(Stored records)
================================

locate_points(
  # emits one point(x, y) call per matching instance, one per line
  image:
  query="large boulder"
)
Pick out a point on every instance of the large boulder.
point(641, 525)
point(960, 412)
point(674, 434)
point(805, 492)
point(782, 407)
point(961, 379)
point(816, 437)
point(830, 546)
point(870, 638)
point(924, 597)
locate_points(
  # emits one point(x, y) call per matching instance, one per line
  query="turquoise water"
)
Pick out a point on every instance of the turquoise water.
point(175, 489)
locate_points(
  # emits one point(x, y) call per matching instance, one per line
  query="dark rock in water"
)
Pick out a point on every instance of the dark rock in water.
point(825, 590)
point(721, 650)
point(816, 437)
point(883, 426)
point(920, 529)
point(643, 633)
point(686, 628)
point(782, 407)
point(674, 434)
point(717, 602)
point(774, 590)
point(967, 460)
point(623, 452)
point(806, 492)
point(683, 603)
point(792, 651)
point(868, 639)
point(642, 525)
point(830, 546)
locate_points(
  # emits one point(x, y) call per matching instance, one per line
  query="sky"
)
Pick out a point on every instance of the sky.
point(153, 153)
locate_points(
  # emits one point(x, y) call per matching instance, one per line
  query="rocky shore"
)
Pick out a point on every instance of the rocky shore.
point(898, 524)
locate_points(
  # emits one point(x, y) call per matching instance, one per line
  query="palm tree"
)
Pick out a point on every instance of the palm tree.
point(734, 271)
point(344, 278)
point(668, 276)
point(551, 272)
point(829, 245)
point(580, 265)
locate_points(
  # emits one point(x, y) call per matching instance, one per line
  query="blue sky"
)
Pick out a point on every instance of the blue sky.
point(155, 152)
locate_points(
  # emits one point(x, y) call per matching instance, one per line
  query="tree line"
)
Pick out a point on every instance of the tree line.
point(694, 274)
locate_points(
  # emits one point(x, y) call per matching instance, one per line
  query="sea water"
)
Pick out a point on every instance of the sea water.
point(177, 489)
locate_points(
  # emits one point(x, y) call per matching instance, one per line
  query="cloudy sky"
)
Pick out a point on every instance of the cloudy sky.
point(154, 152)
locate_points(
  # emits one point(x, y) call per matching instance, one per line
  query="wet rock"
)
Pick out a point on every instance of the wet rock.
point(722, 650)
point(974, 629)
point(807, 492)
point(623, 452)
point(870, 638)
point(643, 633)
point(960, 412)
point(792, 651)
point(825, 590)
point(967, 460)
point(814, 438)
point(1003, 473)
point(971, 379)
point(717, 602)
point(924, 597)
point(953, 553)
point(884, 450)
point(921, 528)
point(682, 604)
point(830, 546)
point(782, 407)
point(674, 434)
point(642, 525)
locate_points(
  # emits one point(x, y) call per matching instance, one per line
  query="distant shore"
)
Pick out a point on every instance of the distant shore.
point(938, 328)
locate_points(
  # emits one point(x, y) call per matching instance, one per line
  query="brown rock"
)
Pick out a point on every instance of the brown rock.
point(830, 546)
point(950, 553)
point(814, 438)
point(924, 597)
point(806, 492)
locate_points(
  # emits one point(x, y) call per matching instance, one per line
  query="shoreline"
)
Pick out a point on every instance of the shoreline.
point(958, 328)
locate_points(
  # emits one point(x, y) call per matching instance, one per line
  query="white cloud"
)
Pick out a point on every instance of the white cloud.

================================

▸ **TASK STATEMENT**
How many of the lines in the data above carry the word "white"? Say the number and nothing else.

▸ **TASK SOLUTION**
2